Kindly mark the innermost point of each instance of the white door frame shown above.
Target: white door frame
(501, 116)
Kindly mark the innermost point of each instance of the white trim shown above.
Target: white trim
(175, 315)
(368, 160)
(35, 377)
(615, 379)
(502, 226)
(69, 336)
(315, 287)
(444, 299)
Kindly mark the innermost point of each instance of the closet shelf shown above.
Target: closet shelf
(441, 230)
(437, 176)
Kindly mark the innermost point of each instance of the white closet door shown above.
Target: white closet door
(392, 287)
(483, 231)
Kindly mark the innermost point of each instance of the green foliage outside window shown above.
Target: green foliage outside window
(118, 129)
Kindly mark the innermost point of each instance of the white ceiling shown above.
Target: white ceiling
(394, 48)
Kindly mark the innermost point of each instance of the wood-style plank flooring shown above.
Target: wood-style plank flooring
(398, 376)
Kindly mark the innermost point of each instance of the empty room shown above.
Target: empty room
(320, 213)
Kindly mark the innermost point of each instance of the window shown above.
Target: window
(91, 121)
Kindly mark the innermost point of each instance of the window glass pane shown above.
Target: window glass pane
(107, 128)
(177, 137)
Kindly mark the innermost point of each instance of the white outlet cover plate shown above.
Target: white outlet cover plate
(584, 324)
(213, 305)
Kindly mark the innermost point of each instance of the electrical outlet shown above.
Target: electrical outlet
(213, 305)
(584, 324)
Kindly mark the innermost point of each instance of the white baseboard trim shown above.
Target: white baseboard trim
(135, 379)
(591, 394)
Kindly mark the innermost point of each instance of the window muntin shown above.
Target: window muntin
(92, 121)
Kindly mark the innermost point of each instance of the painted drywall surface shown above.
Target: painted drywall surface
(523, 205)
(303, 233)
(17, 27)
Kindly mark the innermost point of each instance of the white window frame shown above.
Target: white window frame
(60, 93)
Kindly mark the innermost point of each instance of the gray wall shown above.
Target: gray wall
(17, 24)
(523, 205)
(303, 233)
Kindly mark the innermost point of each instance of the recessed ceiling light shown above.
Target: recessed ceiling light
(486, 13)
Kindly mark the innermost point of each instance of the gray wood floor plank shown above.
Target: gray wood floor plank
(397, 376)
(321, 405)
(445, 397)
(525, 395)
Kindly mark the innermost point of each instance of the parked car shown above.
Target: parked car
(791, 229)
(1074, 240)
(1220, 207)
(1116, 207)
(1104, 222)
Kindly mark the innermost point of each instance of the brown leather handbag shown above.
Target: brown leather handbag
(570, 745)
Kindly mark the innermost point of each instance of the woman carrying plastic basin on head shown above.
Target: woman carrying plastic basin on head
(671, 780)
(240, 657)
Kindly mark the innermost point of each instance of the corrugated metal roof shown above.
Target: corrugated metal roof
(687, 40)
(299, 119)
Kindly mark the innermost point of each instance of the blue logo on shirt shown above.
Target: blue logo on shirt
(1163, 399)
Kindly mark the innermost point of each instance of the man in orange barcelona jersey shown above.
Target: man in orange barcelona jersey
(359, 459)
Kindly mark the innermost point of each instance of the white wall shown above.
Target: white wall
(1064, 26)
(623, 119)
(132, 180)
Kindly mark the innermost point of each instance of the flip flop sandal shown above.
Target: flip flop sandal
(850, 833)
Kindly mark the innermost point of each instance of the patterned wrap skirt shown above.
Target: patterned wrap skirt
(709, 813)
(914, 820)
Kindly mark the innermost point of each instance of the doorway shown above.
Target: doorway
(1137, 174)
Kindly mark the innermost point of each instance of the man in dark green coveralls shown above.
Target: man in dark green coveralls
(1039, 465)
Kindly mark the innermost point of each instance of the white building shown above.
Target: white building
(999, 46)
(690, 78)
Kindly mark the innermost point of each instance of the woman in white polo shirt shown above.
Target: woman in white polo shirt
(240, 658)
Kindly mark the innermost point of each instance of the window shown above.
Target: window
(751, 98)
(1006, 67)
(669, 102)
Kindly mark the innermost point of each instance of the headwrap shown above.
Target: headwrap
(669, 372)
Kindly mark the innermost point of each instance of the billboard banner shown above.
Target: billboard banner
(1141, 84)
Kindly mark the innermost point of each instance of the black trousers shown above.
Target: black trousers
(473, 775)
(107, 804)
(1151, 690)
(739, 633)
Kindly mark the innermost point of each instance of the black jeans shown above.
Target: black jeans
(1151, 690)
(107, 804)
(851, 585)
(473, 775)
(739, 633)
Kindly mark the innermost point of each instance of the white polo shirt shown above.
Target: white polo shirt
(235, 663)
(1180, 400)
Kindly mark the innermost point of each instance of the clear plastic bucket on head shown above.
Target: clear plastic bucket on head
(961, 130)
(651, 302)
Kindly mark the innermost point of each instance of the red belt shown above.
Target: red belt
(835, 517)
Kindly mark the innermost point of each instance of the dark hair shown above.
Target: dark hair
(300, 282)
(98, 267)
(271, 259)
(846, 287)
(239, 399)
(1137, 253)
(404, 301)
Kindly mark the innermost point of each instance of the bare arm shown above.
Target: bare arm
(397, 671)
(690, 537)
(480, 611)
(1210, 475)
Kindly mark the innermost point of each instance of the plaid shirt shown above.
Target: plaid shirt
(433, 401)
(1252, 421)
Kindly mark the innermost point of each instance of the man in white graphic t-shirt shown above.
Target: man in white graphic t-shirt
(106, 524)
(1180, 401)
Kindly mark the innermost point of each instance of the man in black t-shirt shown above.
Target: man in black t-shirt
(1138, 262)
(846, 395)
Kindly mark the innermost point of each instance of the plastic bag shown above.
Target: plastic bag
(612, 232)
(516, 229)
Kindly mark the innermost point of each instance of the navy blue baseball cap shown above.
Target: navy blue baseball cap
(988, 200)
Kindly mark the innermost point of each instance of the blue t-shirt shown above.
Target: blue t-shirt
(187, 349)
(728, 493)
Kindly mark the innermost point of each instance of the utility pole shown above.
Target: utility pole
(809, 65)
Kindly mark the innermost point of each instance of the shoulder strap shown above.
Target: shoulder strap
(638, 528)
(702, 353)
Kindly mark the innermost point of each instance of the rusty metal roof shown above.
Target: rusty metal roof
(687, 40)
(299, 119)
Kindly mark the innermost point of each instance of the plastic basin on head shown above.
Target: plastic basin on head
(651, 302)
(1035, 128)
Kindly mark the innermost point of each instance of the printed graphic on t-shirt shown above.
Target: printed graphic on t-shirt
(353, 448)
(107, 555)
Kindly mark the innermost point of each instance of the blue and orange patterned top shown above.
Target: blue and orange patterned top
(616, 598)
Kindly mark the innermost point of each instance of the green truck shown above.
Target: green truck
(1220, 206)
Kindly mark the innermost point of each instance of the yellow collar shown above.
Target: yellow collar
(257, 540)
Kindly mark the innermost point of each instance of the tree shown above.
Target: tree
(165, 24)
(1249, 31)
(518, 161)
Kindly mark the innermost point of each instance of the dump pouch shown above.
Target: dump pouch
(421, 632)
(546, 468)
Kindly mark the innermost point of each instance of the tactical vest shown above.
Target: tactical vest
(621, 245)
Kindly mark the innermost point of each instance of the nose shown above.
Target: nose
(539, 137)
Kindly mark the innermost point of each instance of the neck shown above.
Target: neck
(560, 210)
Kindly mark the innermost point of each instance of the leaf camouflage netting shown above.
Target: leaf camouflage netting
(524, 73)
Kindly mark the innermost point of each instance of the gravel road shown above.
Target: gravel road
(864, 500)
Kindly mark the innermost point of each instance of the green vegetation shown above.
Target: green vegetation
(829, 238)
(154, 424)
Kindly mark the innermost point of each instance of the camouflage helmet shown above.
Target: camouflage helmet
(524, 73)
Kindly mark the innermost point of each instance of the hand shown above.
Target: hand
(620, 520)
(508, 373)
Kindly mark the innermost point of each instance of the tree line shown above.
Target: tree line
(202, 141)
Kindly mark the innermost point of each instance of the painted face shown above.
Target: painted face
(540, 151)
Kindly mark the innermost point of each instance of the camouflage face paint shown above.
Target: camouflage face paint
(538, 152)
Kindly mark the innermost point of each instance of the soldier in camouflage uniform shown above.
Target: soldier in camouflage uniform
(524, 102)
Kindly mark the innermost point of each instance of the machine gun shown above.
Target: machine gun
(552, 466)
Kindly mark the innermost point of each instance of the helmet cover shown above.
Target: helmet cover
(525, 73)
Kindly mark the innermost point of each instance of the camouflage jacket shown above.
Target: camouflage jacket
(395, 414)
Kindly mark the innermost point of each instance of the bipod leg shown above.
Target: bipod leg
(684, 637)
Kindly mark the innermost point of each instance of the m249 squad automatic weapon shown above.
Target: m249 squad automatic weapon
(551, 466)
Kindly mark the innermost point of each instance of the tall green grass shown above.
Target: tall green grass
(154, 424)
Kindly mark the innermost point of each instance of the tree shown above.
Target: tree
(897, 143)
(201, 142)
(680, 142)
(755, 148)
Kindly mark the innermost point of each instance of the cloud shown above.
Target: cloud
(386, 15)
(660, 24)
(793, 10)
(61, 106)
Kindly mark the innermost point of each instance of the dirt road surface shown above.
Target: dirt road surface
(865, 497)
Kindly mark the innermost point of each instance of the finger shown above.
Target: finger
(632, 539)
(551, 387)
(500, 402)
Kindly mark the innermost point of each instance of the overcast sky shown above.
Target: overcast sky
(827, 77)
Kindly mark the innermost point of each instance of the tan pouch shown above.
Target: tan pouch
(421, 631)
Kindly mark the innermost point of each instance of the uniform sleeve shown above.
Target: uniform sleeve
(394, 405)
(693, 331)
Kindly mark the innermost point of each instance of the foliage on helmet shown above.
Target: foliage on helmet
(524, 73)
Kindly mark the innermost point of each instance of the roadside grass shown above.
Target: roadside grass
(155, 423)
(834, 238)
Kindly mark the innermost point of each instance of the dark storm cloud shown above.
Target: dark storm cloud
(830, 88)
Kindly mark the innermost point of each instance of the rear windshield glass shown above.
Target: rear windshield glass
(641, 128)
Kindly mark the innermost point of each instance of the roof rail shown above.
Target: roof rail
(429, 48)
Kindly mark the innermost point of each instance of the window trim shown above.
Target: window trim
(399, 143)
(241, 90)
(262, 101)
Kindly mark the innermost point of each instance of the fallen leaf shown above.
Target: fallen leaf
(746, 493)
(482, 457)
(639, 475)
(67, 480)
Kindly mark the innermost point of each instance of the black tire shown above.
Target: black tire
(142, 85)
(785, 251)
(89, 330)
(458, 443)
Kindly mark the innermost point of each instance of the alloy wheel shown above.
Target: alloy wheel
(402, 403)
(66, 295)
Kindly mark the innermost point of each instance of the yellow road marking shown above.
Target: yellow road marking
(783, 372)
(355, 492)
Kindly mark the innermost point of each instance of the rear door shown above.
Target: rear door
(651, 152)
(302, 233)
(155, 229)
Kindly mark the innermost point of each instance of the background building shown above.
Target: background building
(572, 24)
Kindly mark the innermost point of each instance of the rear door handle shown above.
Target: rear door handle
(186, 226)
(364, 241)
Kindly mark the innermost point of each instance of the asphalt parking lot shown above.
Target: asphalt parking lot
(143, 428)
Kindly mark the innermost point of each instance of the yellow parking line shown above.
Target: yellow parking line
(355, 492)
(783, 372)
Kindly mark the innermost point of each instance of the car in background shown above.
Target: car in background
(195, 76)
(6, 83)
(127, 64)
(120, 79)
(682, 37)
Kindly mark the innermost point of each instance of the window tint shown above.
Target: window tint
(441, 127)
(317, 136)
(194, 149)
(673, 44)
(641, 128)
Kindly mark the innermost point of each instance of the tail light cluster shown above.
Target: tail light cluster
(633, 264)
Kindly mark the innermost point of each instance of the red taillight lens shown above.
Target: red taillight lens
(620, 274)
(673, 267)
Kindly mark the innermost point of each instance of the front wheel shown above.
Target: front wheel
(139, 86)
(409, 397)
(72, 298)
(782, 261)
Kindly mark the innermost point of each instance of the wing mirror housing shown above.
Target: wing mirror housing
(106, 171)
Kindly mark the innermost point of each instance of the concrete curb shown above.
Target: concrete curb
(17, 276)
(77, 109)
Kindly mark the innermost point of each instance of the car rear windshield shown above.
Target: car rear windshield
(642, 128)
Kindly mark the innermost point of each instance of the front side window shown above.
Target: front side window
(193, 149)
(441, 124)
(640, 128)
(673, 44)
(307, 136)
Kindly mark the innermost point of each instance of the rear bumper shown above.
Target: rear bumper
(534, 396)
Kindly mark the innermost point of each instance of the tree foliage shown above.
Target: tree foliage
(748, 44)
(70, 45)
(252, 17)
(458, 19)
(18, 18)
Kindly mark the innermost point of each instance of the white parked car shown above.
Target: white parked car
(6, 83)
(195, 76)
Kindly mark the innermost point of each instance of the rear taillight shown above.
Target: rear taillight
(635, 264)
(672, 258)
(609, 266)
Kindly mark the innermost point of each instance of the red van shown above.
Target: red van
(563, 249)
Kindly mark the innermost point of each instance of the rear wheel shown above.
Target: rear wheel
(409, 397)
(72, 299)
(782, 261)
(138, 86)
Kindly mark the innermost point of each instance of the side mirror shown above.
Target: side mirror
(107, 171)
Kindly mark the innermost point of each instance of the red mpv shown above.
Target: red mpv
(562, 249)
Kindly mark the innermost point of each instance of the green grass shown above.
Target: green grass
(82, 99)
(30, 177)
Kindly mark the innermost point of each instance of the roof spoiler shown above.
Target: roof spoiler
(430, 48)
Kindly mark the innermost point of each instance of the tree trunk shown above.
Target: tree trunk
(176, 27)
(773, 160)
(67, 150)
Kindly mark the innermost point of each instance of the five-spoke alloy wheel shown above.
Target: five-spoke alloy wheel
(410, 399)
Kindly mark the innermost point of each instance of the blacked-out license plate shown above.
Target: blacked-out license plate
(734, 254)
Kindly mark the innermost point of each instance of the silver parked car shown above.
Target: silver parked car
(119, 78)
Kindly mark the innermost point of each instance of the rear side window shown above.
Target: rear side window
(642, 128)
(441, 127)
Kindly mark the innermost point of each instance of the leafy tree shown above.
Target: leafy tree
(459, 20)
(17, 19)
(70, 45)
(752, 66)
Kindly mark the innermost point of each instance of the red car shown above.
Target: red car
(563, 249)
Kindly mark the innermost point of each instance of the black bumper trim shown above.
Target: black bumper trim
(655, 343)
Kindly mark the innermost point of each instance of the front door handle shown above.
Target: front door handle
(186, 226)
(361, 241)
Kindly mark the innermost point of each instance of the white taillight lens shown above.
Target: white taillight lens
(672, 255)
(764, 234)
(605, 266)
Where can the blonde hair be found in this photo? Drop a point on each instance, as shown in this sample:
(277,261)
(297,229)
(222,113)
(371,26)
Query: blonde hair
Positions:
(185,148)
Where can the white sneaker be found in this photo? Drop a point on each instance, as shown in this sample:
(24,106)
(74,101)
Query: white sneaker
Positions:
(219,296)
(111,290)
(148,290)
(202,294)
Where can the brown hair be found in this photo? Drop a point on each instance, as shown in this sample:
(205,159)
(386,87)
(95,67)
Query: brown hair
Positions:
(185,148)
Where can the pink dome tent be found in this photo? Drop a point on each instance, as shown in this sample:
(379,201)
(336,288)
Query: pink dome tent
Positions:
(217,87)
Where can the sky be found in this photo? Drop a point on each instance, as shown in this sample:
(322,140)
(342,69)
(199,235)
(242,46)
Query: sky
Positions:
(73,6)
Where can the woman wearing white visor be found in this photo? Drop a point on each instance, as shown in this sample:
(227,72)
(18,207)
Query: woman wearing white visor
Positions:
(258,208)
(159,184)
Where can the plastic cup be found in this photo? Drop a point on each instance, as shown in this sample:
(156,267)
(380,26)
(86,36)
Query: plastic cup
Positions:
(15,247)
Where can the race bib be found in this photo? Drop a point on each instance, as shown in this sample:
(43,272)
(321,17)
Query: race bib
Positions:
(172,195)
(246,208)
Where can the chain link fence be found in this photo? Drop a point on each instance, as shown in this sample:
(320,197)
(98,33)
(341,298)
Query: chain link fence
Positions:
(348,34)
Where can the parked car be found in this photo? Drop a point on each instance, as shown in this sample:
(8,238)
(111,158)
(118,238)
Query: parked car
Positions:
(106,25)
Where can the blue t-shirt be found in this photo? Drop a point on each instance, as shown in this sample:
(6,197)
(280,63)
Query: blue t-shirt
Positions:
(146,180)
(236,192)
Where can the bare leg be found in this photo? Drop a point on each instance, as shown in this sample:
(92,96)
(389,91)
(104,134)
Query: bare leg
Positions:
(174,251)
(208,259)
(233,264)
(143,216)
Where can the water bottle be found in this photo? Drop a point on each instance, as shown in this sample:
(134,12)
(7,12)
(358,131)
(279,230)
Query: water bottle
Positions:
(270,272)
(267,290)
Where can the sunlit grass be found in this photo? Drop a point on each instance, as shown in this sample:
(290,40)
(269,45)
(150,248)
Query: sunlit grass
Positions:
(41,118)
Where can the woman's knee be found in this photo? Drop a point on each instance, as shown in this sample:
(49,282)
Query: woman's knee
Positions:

============================================================

__SET EXERCISE__. Only those lines running from the one containing "Where can the bare" through the last line of the data above are to be copied, exactly, with both ends included.

__FINAL ANSWER__.
Where can the bare leg be found in this photo? Drop a point on each instance, as shown in this sample:
(92,96)
(389,91)
(104,134)
Query: bare leg
Positions:
(174,251)
(208,259)
(233,264)
(143,216)
Where can the water bottle be found in this photo? Drop a point on each instance, as shown in this sample:
(134,12)
(7,12)
(358,131)
(279,230)
Query: water bottle
Positions:
(270,272)
(267,290)
Where can the sunlit grass be found in this photo? Drop a point on each instance, as shown in this sample:
(290,40)
(269,45)
(150,248)
Query: sunlit grass
Positions:
(41,118)
Where can the woman's knee be found in this photo? Drop a point on each instance, as shown in this sample:
(49,282)
Query: woman's knee
Positions:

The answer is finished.